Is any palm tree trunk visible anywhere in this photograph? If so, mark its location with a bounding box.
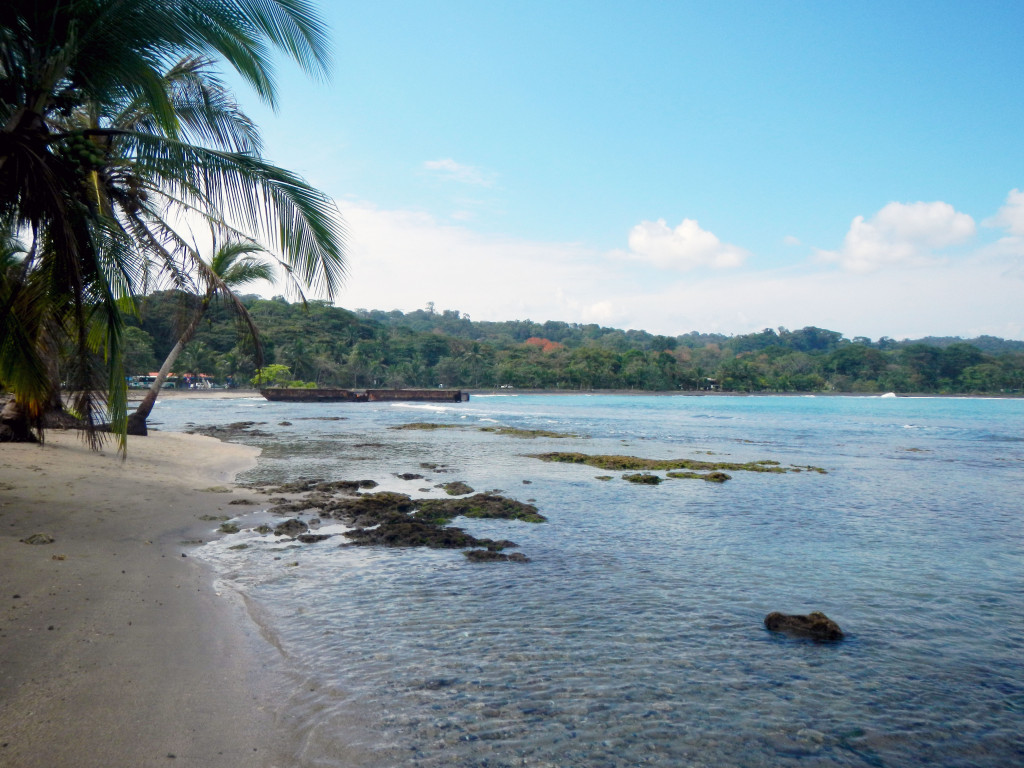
[128,296,211,437]
[0,397,39,442]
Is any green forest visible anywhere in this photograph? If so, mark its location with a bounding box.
[125,291,1024,394]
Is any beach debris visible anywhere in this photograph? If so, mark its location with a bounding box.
[434,480,473,496]
[765,610,844,642]
[22,534,56,544]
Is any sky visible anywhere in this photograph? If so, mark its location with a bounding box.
[226,0,1024,339]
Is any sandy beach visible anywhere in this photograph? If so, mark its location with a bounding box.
[0,431,288,768]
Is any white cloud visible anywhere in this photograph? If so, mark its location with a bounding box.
[423,158,495,186]
[629,219,748,270]
[315,202,1024,338]
[982,189,1024,236]
[818,202,975,272]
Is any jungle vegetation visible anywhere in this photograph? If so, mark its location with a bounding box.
[126,292,1024,394]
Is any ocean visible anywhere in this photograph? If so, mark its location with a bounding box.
[151,393,1024,768]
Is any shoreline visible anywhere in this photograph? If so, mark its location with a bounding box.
[0,434,294,768]
[128,388,1024,402]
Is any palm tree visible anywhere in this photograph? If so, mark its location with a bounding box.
[128,241,273,435]
[0,0,344,447]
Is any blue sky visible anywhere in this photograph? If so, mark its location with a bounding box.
[228,0,1024,338]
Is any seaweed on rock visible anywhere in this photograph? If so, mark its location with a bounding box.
[623,473,662,485]
[528,452,827,474]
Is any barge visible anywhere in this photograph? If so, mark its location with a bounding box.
[259,387,469,402]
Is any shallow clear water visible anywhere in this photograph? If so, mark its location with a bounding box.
[153,395,1024,768]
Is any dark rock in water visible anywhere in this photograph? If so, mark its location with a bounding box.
[185,421,273,440]
[436,480,473,496]
[296,534,331,544]
[416,494,548,523]
[273,517,309,539]
[765,610,843,642]
[623,472,662,485]
[322,492,415,527]
[22,534,56,544]
[344,516,515,550]
[462,549,529,562]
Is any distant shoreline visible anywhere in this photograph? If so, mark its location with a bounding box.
[128,388,1024,402]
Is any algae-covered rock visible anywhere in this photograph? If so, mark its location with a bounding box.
[623,473,662,485]
[416,494,548,523]
[22,534,56,544]
[295,534,331,544]
[668,472,732,482]
[462,549,529,562]
[344,517,515,550]
[436,480,473,496]
[765,610,843,642]
[530,452,826,474]
[273,517,309,539]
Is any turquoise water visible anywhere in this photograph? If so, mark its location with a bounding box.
[154,395,1024,767]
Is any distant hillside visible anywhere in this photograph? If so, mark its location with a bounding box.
[127,292,1024,393]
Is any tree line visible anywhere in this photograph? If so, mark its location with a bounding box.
[126,291,1024,394]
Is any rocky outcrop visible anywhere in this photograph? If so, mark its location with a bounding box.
[765,610,844,642]
[462,549,529,562]
[273,517,309,539]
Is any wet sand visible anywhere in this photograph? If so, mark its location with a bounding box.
[0,430,294,768]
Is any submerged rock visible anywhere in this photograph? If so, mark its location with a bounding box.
[22,534,56,544]
[344,517,515,550]
[765,610,844,642]
[623,473,662,485]
[462,549,529,562]
[273,517,309,539]
[416,494,548,523]
[296,534,331,544]
[434,480,473,496]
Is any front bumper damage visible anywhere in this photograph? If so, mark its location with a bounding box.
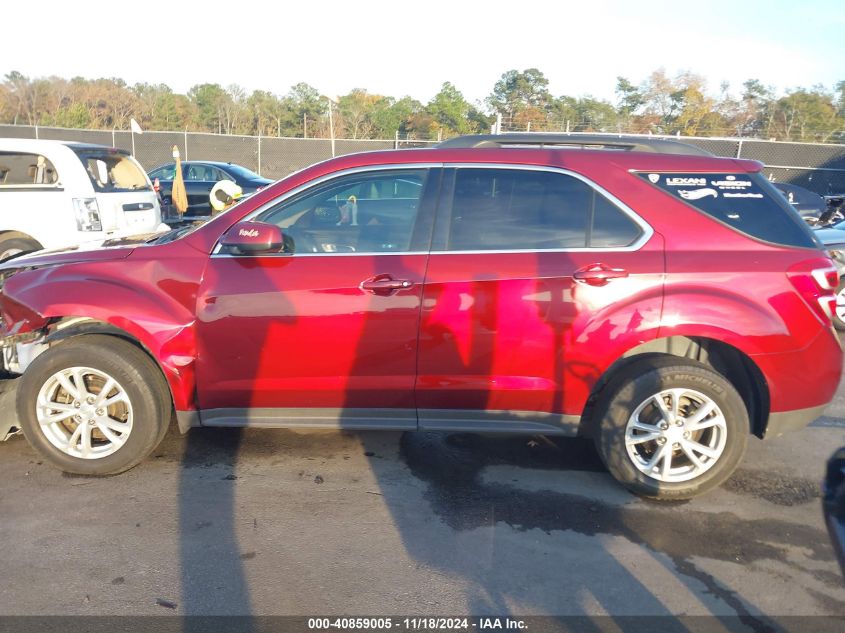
[0,331,48,442]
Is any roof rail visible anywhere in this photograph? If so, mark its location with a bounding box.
[437,132,713,156]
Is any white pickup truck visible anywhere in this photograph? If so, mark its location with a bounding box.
[0,138,168,260]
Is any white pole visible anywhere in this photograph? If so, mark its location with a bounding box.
[329,99,335,158]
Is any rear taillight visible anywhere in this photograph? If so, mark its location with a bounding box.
[786,259,839,325]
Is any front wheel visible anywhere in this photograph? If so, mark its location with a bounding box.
[17,335,171,475]
[596,358,749,500]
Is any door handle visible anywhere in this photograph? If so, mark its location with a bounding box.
[572,264,628,286]
[358,275,414,295]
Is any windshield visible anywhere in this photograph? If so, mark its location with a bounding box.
[74,149,152,192]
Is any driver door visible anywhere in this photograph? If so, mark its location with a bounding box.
[197,168,440,429]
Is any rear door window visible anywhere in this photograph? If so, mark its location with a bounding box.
[638,172,819,248]
[0,152,59,189]
[446,168,642,251]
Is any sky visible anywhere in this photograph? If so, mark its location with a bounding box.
[0,0,845,103]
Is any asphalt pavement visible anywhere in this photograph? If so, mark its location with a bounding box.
[0,360,845,631]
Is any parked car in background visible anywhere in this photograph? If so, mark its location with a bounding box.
[814,221,845,332]
[0,134,842,499]
[149,160,273,215]
[0,138,168,260]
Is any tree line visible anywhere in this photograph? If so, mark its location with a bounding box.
[0,68,845,142]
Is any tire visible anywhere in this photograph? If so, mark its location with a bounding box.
[17,334,172,475]
[596,357,750,500]
[832,277,845,332]
[0,235,43,261]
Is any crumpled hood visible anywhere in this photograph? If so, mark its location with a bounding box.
[813,229,845,246]
[0,244,137,271]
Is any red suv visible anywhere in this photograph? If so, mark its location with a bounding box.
[0,135,842,499]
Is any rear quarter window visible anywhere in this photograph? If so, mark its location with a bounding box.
[74,149,152,192]
[0,152,59,189]
[638,172,819,248]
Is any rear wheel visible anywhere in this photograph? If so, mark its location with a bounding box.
[0,235,42,261]
[597,358,750,499]
[17,335,171,475]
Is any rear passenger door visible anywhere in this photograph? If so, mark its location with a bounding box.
[416,166,663,432]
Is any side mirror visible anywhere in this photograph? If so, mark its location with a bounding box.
[220,222,285,255]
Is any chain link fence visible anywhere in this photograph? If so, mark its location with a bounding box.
[0,125,845,195]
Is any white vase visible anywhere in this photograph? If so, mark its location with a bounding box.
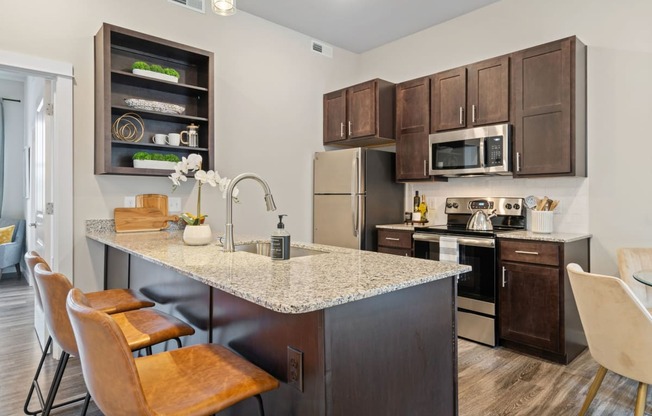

· · ·

Given request: Retype all of the items above word for word, leaving the pictures out of your copy.

Answer to the problem:
Is any palm tree trunk visible anywhere in this photograph? If so, mark its location with a bounding box.
[128,296,211,437]
[0,397,39,442]
Is any green forest visible anywhere in this photograph? If so, mark its location with a bounding box.
[125,291,1024,394]
Is any beach debris visible anywhere in this photograph? If so, mark its location with a bounding box.
[434,480,473,496]
[765,610,844,642]
[22,534,56,544]
Is any sky visible anywhere in this photograph? If so, mark its location with a bounding box.
[226,0,1024,339]
Is any sandy beach visible anywhere in this photograph? If so, mark its location with a bounding box.
[0,431,288,768]
Is any white cloud visible anywhere in this photograph? If so, mark its location with a bounding box.
[423,158,495,186]
[629,219,748,270]
[315,202,1024,338]
[982,189,1024,236]
[818,202,975,272]
Is any jungle vegetation visible anywhere in this photograph? If so, mark its location with a bounding box.
[126,292,1024,394]
Is any ocean visible anywhere in this photograph? If so, mark its location with a bounding box.
[151,393,1024,768]
Is any shoreline visible anywhere in this photograph? If so, mark its location with a bounding box.
[0,434,294,768]
[128,388,1024,402]
Is any palm tree visible anywhere in this photograph? If so, mark its location with a bounding box.
[128,241,273,435]
[0,0,344,447]
Is any blue sky visible anywhere in this photograph? If so, mark its location with a bounding box.
[228,0,1024,338]
Is any seaweed on rock visible anywhere in this photograph? If so, mark its location with a bounding box.
[623,473,662,485]
[528,452,827,474]
Is any barge visible anywhere in this photograph? If so, mark its location with a bounding box.
[259,387,469,402]
Is any shallow clear water visible anywhere in this photograph? If so, mark its location with a bounding box.
[153,395,1024,768]
Is any dark rock in water visible anywhere in this photograph? If so, mark its location with a bounding box.
[185,421,273,440]
[436,480,473,496]
[296,534,331,544]
[416,494,548,523]
[273,517,309,539]
[765,610,843,642]
[623,472,662,485]
[322,492,415,527]
[22,534,56,544]
[344,516,515,550]
[462,549,529,562]
Is any distant shoreline visible anywhere in this photograph? If so, mark its location with a bounding box.
[128,388,1024,402]
Is any algae-covered rock visible anywhere in this photograph? If so, mark its location with a bounding box.
[623,473,662,485]
[416,494,548,523]
[22,534,56,544]
[295,534,331,544]
[668,472,732,482]
[462,549,529,562]
[344,517,515,550]
[436,480,473,496]
[765,610,843,642]
[530,452,826,474]
[273,517,309,539]
Is any turquoise water visible anywhere in this photograph? If so, mark its location with a bounding box.
[154,395,1024,767]
Is any distant hillside visible anywhere in this photograph? If so, mark its location with a bounding box.
[127,292,1024,393]
Is any tree line visible anywhere in this photograph? If so, mark its location with a bounding box.
[126,291,1024,394]
Is any rocky outcrop visible anywhere in this photograph? If so, mark its location with a bounding box.
[765,610,844,642]
[462,549,529,562]
[273,517,309,539]
Is any wet sand visible anywhere in this photograph? If so, mark its location with a bounding box.
[0,430,294,768]
Is any submerged rock visible anywhere in this photograph? If so, mark its location with a bounding box.
[22,534,56,544]
[344,517,515,550]
[765,610,844,642]
[623,473,662,485]
[462,549,529,562]
[273,517,309,539]
[416,494,548,523]
[296,534,331,544]
[434,480,473,496]
Is any front bumper damage visible anywhere in this photograph? If so, mark its location with a bounding box.
[0,331,48,442]
Is any roof rail visible anywhere in this photograph? If so, mark its location with a bounding box.
[437,132,713,156]
Is any white pickup truck visible anywhere in this photograph? If so, mark its location with a bounding box.
[0,138,168,260]
Is any white pole visible anywhere in this photograph? If so, mark its location with a bounding box.
[329,99,335,158]
Is any rear taillight visible anywhere in this photograph? If so, mark its location with a bounding box.
[786,259,839,325]
Is any front wheel visible anywhere in this photograph? If so, mark its location with a bounding box.
[17,335,171,475]
[596,358,749,500]
Is any door handle visible anywhere in this photograph? If so, mark its location with a bounding box.
[572,264,628,286]
[358,275,414,295]
Is any windshield visible anywhere in this photograph? If so, mark its location with a bounding box.
[74,149,152,192]
Is any driver door visible anywhere in this photograph? If so, mark its location with a bounding box.
[197,168,440,429]
Is any rear door window visible anywhere in this photograph? If so, mark its location with a bounding box.
[638,172,819,248]
[0,152,59,189]
[446,168,642,251]
Is any sky visible anywhere in this photograph? If so, mark its location with a bounding box.
[0,0,845,103]
Is any asphalt pavement visible anywhere in this photograph? If so, mark its location with a bounding box.
[0,360,845,631]
Is any parked car in background visible anywhere in this photograph? If so, mark its location with a bounding box.
[814,221,845,332]
[0,134,842,499]
[149,160,273,215]
[0,138,168,260]
Is any tree line visible anywhere in this photograph? If so, mark its location with a bounding box.
[0,68,845,142]
Is any tire visible anywhere in this photograph? If so, mark its location with a bounding box.
[17,334,172,475]
[596,357,750,500]
[832,277,845,332]
[0,235,43,261]
Is any crumpled hood visible anywhere in this photograph? If so, mark its location with a bounding box.
[813,229,845,246]
[0,244,137,271]
Is any red suv visible anywhere in this photograph? If so, mark its location with a bounding box.
[0,135,842,499]
Is any rear quarter window visible anywhere in this photograph? If so, mark its location with a bounding box.
[74,149,152,192]
[0,152,59,189]
[638,172,819,248]
Is any rear wheel visible anywhere in this photograph? If so, mark its location with a bounding box.
[0,235,42,261]
[597,358,750,499]
[17,335,171,475]
Is any rear passenger door visible anywhere in this photograph? If so, mark its location with a bounding box.
[416,166,663,432]
Is any side mirror visible anywhere in this photograph? If so, mark its location with a bounding box.
[220,222,285,255]
Is any chain link fence visible anywhere in this photograph? If so, mark its location with a bounding box.
[0,125,845,195]
Is any white vase visible anywhere in this photograph? If so, mark its location with a bounding box.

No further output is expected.